What is required: Reproduce the material below word for word, leaving out the pictures.

Task material:

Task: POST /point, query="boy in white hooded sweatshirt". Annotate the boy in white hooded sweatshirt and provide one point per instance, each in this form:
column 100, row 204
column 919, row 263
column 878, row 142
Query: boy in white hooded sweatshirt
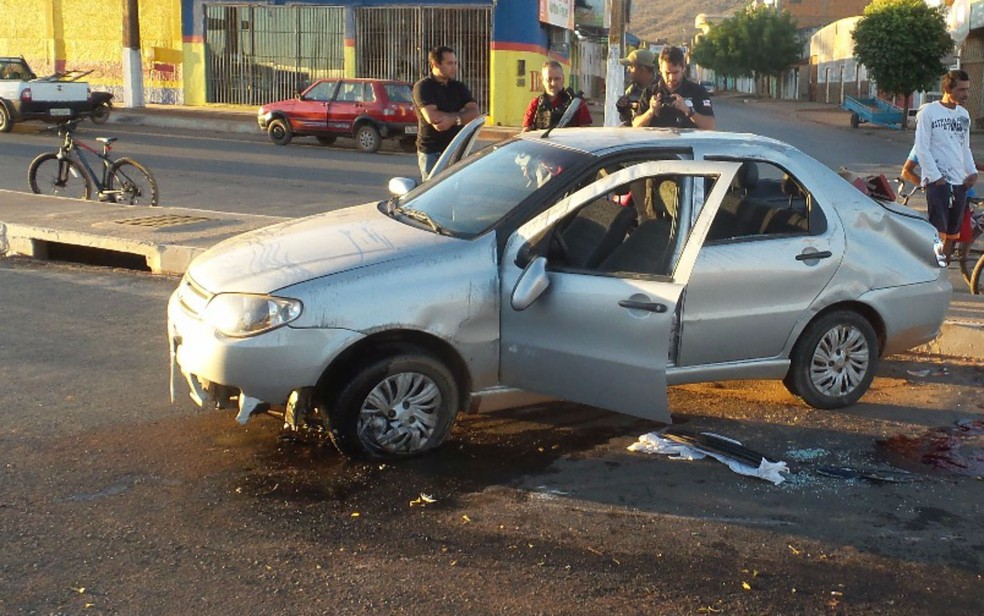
column 947, row 164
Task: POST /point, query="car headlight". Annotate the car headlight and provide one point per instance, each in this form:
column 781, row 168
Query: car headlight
column 241, row 314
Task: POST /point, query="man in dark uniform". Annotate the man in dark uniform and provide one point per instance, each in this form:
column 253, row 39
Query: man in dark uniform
column 674, row 101
column 444, row 105
column 545, row 110
column 642, row 71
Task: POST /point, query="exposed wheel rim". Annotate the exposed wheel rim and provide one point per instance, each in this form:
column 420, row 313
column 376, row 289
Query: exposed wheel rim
column 840, row 361
column 401, row 413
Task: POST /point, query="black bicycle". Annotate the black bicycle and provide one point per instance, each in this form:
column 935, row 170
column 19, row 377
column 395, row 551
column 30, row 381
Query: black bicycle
column 67, row 173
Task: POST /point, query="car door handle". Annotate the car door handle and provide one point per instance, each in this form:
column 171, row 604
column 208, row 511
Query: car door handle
column 647, row 306
column 806, row 256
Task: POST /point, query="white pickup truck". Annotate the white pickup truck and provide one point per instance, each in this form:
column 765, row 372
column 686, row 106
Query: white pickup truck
column 24, row 96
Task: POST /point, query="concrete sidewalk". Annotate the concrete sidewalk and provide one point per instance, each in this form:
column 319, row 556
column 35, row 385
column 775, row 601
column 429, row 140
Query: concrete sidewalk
column 170, row 237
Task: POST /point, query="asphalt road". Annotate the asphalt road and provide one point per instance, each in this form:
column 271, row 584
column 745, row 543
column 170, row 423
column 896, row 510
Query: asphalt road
column 228, row 172
column 115, row 501
column 246, row 173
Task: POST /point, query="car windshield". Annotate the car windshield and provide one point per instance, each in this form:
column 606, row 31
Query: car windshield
column 399, row 93
column 481, row 190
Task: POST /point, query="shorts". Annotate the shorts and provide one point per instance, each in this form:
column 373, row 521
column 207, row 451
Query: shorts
column 946, row 204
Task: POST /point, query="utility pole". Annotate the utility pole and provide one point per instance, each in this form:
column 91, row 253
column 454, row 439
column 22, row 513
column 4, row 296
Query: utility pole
column 132, row 66
column 615, row 77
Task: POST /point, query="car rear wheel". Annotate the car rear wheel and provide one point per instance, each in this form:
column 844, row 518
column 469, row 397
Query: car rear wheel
column 367, row 138
column 834, row 361
column 395, row 406
column 279, row 132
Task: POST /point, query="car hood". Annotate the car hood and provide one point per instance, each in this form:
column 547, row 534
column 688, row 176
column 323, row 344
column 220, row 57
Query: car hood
column 287, row 253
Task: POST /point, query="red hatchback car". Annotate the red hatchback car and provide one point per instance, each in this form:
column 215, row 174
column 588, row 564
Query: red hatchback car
column 368, row 109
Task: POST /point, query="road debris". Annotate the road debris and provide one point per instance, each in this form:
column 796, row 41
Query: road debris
column 878, row 475
column 683, row 445
column 423, row 499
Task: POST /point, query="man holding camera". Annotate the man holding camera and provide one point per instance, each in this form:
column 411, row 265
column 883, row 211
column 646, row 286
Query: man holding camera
column 642, row 71
column 673, row 101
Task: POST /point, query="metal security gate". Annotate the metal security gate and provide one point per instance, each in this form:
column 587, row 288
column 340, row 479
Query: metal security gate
column 392, row 43
column 255, row 54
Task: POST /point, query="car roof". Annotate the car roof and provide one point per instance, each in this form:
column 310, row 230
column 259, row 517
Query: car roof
column 600, row 139
column 366, row 80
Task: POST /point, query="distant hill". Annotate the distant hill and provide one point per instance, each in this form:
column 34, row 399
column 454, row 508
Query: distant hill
column 672, row 21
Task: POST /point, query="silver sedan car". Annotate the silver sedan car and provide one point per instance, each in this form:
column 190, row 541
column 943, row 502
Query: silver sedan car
column 592, row 265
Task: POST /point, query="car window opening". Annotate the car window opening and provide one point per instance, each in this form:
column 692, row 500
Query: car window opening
column 765, row 201
column 633, row 231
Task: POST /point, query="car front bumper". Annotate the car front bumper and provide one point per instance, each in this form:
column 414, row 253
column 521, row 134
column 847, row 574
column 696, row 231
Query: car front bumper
column 266, row 367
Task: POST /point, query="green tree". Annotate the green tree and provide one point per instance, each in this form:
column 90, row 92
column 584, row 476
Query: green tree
column 756, row 41
column 902, row 44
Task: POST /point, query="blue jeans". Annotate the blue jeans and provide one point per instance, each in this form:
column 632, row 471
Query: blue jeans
column 426, row 162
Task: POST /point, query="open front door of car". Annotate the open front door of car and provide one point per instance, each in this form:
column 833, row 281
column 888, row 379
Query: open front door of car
column 598, row 330
column 461, row 146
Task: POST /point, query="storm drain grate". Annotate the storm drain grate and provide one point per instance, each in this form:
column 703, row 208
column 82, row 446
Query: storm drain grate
column 164, row 220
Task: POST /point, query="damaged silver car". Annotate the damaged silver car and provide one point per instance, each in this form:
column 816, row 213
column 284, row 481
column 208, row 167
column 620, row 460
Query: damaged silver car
column 592, row 265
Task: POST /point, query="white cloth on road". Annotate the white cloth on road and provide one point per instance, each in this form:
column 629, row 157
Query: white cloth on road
column 654, row 443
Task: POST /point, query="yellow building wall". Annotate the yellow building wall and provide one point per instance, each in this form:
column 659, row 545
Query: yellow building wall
column 83, row 35
column 510, row 91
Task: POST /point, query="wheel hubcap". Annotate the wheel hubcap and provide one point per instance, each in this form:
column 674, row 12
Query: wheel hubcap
column 840, row 361
column 400, row 414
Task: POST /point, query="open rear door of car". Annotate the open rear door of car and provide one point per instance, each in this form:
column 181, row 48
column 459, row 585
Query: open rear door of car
column 601, row 336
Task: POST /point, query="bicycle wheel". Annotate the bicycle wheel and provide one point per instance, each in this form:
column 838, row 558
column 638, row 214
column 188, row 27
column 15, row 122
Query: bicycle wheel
column 130, row 182
column 64, row 178
column 969, row 253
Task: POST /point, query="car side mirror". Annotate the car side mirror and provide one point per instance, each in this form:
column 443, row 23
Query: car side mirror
column 531, row 284
column 401, row 186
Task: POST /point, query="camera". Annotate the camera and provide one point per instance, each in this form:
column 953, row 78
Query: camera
column 666, row 99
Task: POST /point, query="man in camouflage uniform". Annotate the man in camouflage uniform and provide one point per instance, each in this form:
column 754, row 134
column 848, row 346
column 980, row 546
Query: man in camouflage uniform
column 642, row 73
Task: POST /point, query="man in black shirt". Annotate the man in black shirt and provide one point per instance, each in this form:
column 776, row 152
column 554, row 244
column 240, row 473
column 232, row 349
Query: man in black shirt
column 673, row 100
column 444, row 105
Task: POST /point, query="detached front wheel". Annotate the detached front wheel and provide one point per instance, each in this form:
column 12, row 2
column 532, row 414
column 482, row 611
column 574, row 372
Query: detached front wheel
column 368, row 139
column 394, row 407
column 834, row 361
column 279, row 132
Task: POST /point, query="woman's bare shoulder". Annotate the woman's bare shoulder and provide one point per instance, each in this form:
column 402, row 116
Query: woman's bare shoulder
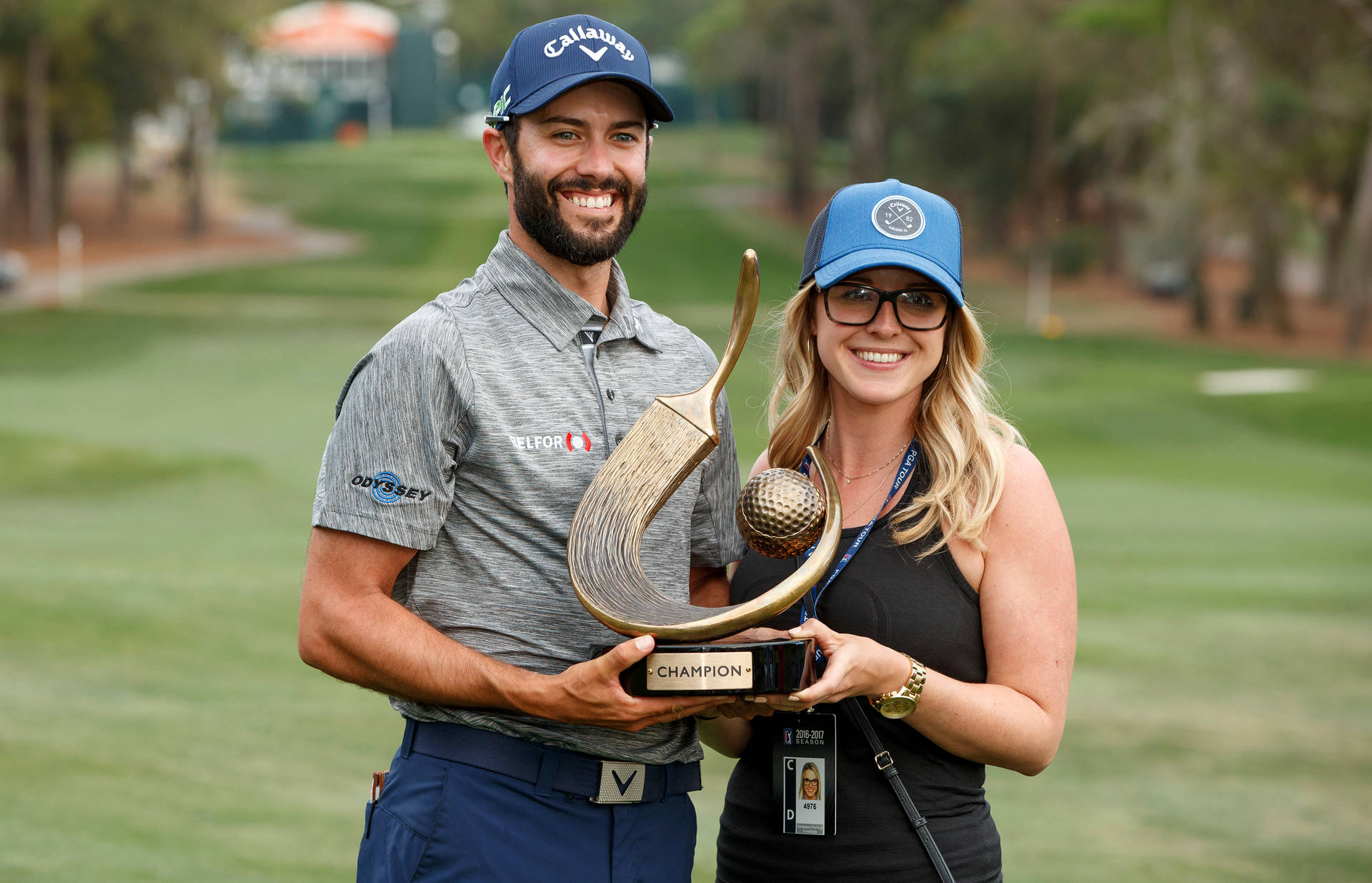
column 1028, row 502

Exercise answer:
Task: POST /point, query="boy in white hooded sweatshirt". Annotate the boy in white hooded sweatshirt and provide one point per instance, each in this form:
column 100, row 204
column 919, row 263
column 878, row 142
Query: boy in white hooded sweatshirt
column 947, row 164
Task: POST /point, query="car headlight". Annotate the car headlight and provide one point per instance, each in this form:
column 781, row 168
Query: car headlight
column 241, row 314
Task: POST /point, query="man in dark uniform". Annotate the man in dark uniform and provide one point per instance, each in this form:
column 253, row 39
Query: man in dark uniform
column 674, row 101
column 444, row 105
column 545, row 110
column 642, row 71
Task: POST /point, query="exposed wheel rim". Annotate the exposed wheel rim and provide one point per instance, each in this form:
column 420, row 313
column 376, row 289
Query: exposed wheel rim
column 840, row 361
column 401, row 413
Task: POST /point, query="black bicycle". Annotate the black bicycle and provide one point per instance, each in this form:
column 935, row 170
column 19, row 377
column 395, row 551
column 30, row 381
Query: black bicycle
column 67, row 173
Task: POST /point, query="car door handle". Annotate the car door handle and provide one point per instance, each in this form:
column 171, row 604
column 208, row 511
Query: car door handle
column 647, row 306
column 806, row 256
Task: POST /point, query="white pickup truck". Annotate the white pickup truck and provide one point per instance, each in this form:
column 765, row 372
column 686, row 106
Query: white pickup truck
column 24, row 96
Task: POST /point, query="concrete sidewalk". Annotate the concrete sidewalk and provide one point per instance, each in this form:
column 319, row 556
column 35, row 385
column 775, row 601
column 429, row 140
Query: concrete sidewalk
column 170, row 237
Task: POST /point, query="asphalt road". Annotate the asphalt road and provide one point per instance, each in this form:
column 271, row 584
column 745, row 543
column 170, row 423
column 896, row 510
Query: asphalt road
column 228, row 172
column 115, row 501
column 246, row 173
Task: POST /point, query="car windshield". Annotate the car windshield and provide one point per instance, each in this form:
column 606, row 31
Query: car windshield
column 399, row 93
column 481, row 190
Task: POST /point, query="shorts". Annotate the shorts and provide one point per instance, each in this form:
column 373, row 521
column 207, row 451
Query: shorts
column 946, row 204
Task: POST /point, query="utility pole". Annotate the utility pole and provide one point per instance, each in this form:
column 91, row 253
column 454, row 439
column 22, row 513
column 4, row 296
Query: utility pole
column 132, row 66
column 615, row 77
Task: POST /point, query="car rear wheel". Annotate the car rear wheel and provide one point per instance, each in this form:
column 844, row 518
column 469, row 397
Query: car rear wheel
column 367, row 138
column 834, row 361
column 395, row 406
column 279, row 132
Task: POST /point, query="car hood". Annotate the car hood and provide one point per instance, each in this form:
column 547, row 534
column 688, row 176
column 323, row 344
column 220, row 57
Query: car hood
column 287, row 253
Task: POST /point, query="red hatchback car". Annotate the red hatchback car and provide one point per instance, each in this form:
column 215, row 174
column 588, row 564
Query: red hatchback car
column 368, row 109
Task: POST /point, query="road debris". Annotate the road debris and provide one point per instance, each in this form:
column 796, row 41
Query: road debris
column 878, row 475
column 683, row 445
column 423, row 499
Task: POST /point, query="man holding camera". Annotate the man holding camera and provide one point per instance, each in this form:
column 411, row 265
column 883, row 211
column 646, row 286
Query: man holding camera
column 642, row 71
column 673, row 101
Task: POST /point, query="metal security gate". Annotate the metal security gate and provide one point per instance, each in this form:
column 587, row 288
column 340, row 479
Query: metal security gate
column 392, row 43
column 255, row 54
Task: POST /point, query="car roof". Annotate the car roof and provide one point per instance, each in this form:
column 310, row 230
column 259, row 517
Query: car roof
column 600, row 139
column 366, row 80
Task: POST /point, query="distant hill". Annotate the distant hill and provide one point per instance, each in this form:
column 34, row 399
column 454, row 508
Query: distant hill
column 672, row 21
Task: POST /point, query="silver sedan car". Annotate the silver sedan car and provide one point per instance, each in this form:
column 190, row 541
column 943, row 502
Query: silver sedan car
column 592, row 265
Task: POST /point, query="car window opening". Annotate the car window opening and provide one point per instance, each in this form:
column 692, row 500
Query: car window opening
column 765, row 201
column 633, row 231
Task: POST /point, query="car front bumper". Annotate the car front bumper and provide one point per instance, each in this form:
column 414, row 253
column 521, row 134
column 847, row 574
column 696, row 231
Query: car front bumper
column 266, row 367
Task: POST /point, query="green tree". Annotate the green tree and provide one point per instance, each in this form:
column 90, row 92
column 584, row 476
Query: green tree
column 756, row 41
column 902, row 44
Task: POST /point, query="blue jeans". Annotate the blue jeans and provide one point per instance, each in this form:
column 632, row 471
Query: blue jeans
column 426, row 162
Task: POST /point, query="open front door of car". Annotate the open front door of car and provide one point per instance, each in this form:
column 833, row 281
column 888, row 379
Query: open front door of car
column 598, row 330
column 461, row 146
Task: POST /point, query="storm drain grate". Annotate the storm drain grate and provide one point per instance, each in this form:
column 703, row 208
column 82, row 446
Query: storm drain grate
column 164, row 220
Task: POST /point, query="damaged silver car". Annotate the damaged silver car and provide one point per instance, each in this form:
column 816, row 213
column 284, row 481
column 208, row 167
column 620, row 460
Query: damaged silver car
column 592, row 265
Task: POST /point, query="white cloth on road". Annotate the white cloth on road and provide one point per instance, each in this form:
column 629, row 157
Query: white cloth on road
column 654, row 443
Task: POST /point, query="yellow building wall". Annotate the yellow building wall and provide one point per instance, each in this form:
column 659, row 545
Query: yellow building wall
column 83, row 35
column 510, row 91
Task: POST /point, query="wheel hubcap". Annotate the wheel hubcap and provide one point per instance, each in this form:
column 674, row 12
Query: wheel hubcap
column 840, row 361
column 400, row 414
Task: POST /point, query="open rear door of car". Annotate the open rear door of car and provide one point per instance, each in this form:
column 181, row 48
column 459, row 585
Query: open rear door of car
column 601, row 336
Task: POST /point, query="bicycle wheel". Annotate the bicycle wheel and provide one point per instance, each in this form:
column 838, row 558
column 638, row 214
column 188, row 27
column 15, row 122
Query: bicycle wheel
column 130, row 182
column 64, row 178
column 969, row 253
Task: POST /point, query="car side mirror". Annotate the car side mirror and provide one point per instance, each in this form:
column 443, row 23
Query: car side mirror
column 531, row 284
column 401, row 186
Task: POST /point, query="camera". Annotate the camera and provide one point per instance, each in this form:
column 953, row 78
Query: camera
column 666, row 99
Task: POST /point, query="man in camouflage uniform". Annotate the man in camouflage uniform and provide one point per instance, each in this form:
column 754, row 134
column 848, row 346
column 980, row 546
Query: man in camouflage uniform
column 642, row 73
Task: POST /point, query="man in black shirt". Annotate the man in black shirt and provide one point per instance, each in this form:
column 776, row 152
column 554, row 244
column 240, row 473
column 232, row 349
Query: man in black shirt
column 673, row 100
column 444, row 105
Task: POST /point, query="detached front wheel". Annotate the detached front wheel and provide one point per instance, each in this form:
column 12, row 2
column 532, row 414
column 482, row 611
column 574, row 372
Query: detached front wheel
column 368, row 139
column 394, row 407
column 834, row 361
column 279, row 132
Task: POST /point, query="woman's bare shoulder". Annotate the woman's bare shoulder and provide one point per instance, each in this form:
column 402, row 116
Query: woman's bare shoulder
column 1028, row 502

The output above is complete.